EXERCISE OBJECTIVE:
Please gather every line in the listing below that contains the word "landing", and copy each one in full.

##############################

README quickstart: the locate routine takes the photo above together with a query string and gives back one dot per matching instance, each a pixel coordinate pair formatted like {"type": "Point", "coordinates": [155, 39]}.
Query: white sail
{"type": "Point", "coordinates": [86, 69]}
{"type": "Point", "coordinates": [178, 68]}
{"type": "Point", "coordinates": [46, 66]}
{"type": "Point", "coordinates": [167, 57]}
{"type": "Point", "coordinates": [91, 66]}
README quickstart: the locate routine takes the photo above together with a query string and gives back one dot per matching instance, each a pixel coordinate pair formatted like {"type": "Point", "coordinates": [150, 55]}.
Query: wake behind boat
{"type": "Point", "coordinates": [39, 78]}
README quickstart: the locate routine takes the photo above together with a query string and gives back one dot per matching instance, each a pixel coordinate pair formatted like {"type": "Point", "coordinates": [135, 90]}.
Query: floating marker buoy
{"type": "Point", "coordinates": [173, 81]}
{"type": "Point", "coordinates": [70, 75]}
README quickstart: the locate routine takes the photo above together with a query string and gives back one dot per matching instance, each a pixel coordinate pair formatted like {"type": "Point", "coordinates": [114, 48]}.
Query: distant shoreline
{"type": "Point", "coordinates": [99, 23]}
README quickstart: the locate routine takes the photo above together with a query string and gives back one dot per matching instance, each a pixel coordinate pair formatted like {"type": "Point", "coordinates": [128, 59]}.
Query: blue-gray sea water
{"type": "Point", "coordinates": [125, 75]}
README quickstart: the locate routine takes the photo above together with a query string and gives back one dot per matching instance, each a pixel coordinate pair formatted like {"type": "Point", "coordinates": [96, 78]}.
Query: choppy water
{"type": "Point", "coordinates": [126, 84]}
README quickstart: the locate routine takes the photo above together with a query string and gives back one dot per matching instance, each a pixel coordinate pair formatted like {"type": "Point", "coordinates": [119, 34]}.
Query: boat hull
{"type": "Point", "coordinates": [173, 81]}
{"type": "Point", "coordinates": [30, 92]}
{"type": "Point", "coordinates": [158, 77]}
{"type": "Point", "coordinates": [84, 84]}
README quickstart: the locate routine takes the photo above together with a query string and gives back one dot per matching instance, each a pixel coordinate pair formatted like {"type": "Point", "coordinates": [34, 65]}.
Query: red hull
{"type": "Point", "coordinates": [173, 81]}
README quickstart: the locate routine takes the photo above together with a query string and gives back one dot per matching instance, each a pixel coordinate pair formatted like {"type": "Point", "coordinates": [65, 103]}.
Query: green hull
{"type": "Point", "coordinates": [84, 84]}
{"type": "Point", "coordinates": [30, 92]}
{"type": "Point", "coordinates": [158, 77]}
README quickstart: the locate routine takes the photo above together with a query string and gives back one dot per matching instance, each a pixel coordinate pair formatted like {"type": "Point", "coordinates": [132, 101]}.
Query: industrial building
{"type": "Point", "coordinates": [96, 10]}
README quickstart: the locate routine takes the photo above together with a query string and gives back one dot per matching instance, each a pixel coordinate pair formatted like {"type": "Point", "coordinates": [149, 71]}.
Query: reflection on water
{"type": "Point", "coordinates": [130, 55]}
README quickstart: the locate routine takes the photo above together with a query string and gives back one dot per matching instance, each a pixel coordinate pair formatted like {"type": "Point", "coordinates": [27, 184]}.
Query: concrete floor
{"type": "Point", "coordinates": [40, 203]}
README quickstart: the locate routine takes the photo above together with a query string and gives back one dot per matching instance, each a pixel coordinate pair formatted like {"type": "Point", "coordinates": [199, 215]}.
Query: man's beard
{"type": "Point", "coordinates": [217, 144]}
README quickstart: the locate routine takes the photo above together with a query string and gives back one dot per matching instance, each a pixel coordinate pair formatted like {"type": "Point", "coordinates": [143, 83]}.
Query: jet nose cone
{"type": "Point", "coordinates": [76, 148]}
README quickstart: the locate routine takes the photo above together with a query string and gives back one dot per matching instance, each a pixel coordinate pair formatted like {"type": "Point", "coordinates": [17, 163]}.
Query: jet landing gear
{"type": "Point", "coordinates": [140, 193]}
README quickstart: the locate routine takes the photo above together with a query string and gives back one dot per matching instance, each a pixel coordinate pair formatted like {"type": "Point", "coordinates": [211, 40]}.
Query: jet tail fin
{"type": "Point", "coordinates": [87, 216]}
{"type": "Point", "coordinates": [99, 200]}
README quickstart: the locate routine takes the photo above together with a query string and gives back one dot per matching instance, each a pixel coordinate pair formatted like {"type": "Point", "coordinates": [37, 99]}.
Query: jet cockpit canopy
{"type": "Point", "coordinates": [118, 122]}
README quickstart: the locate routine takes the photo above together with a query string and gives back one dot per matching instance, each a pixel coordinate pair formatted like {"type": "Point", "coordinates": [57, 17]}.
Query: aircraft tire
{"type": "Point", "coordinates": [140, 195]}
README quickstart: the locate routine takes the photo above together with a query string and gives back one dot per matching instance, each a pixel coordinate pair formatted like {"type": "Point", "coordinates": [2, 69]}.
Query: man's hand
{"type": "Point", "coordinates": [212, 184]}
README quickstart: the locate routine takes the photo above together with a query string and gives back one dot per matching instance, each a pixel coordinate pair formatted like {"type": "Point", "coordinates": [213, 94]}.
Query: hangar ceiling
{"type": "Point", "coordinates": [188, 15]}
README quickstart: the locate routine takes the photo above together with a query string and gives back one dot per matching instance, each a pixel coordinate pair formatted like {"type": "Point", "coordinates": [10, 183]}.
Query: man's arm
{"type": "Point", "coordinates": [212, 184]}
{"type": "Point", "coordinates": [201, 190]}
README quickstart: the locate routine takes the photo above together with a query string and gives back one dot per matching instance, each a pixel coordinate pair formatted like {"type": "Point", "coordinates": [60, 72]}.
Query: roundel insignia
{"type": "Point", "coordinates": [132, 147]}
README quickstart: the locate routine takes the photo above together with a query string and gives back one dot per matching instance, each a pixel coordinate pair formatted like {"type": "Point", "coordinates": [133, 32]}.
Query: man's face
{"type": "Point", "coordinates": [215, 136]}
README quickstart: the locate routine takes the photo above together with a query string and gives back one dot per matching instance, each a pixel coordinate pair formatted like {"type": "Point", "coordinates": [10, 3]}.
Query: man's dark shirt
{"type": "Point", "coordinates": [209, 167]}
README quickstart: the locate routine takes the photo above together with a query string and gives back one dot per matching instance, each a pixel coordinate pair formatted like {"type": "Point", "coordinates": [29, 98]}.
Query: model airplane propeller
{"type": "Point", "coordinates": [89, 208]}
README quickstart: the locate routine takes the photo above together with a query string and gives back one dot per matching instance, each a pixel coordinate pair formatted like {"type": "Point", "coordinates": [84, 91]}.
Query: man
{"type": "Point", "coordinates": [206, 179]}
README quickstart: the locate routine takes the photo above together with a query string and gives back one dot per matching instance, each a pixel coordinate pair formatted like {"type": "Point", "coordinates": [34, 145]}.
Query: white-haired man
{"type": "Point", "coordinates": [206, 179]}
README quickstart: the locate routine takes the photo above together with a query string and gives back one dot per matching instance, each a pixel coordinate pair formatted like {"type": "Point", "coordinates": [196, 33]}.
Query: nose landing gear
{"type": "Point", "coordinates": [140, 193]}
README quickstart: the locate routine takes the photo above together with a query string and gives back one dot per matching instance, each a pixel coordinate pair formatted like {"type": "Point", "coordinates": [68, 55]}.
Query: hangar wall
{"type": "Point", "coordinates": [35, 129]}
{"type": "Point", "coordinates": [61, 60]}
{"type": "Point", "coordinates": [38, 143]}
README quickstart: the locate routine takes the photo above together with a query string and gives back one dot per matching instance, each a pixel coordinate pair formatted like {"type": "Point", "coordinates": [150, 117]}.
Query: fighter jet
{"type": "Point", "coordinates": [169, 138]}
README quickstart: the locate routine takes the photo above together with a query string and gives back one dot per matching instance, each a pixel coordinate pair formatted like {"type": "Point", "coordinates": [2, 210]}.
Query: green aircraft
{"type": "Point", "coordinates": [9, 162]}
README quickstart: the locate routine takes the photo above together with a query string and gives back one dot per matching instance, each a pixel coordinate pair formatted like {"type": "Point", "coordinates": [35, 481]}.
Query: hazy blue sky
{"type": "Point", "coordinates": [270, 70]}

##############################

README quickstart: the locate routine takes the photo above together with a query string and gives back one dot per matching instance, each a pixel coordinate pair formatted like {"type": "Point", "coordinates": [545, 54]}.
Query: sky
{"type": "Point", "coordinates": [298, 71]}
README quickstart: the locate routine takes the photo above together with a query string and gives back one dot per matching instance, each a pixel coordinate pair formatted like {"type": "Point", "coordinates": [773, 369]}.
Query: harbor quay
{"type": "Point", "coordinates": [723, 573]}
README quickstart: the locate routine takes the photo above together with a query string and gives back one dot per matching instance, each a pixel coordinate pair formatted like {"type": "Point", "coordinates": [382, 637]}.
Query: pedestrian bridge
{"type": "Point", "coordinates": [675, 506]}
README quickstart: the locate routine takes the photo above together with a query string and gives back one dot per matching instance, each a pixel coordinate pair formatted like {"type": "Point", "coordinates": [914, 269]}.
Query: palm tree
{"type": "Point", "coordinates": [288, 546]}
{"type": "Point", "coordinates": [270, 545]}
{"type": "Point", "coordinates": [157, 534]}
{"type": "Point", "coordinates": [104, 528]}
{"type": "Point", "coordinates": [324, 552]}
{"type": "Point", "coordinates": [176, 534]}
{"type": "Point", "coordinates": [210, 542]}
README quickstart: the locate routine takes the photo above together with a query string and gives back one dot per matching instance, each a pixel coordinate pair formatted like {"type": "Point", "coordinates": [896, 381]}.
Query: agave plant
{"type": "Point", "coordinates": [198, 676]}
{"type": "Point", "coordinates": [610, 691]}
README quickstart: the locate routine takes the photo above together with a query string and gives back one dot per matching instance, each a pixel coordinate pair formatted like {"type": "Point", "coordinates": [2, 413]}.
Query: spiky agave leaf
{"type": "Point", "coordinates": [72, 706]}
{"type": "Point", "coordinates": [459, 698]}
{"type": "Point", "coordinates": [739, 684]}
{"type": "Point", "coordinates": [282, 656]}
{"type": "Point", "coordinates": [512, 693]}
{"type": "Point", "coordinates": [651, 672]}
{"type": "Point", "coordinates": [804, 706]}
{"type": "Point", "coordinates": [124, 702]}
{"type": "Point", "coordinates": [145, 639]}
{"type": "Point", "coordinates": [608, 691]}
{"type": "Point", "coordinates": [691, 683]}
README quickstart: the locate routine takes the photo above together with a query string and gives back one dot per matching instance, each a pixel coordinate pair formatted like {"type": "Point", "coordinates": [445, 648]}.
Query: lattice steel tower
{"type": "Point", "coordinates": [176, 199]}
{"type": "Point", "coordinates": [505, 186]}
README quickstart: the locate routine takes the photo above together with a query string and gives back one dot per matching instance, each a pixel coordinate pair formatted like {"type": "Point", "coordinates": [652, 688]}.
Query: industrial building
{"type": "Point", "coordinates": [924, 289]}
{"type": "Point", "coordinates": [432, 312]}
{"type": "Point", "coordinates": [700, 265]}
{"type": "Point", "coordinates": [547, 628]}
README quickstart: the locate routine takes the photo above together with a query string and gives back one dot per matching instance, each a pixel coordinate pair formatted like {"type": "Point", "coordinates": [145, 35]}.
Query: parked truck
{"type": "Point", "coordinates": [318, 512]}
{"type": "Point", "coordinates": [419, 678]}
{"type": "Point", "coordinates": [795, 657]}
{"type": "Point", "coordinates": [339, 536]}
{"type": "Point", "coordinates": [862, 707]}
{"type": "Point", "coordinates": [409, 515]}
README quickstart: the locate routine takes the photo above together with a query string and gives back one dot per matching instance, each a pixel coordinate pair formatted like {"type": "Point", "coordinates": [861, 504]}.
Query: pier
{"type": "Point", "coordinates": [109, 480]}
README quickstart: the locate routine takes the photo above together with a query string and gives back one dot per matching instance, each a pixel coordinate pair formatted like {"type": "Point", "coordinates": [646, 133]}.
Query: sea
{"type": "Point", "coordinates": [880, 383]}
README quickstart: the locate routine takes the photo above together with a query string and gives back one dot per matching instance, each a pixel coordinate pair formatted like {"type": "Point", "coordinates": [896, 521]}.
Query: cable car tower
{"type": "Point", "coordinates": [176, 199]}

##############################

FULL RESPONSE:
Query: jet landing gear
Query: nose landing gear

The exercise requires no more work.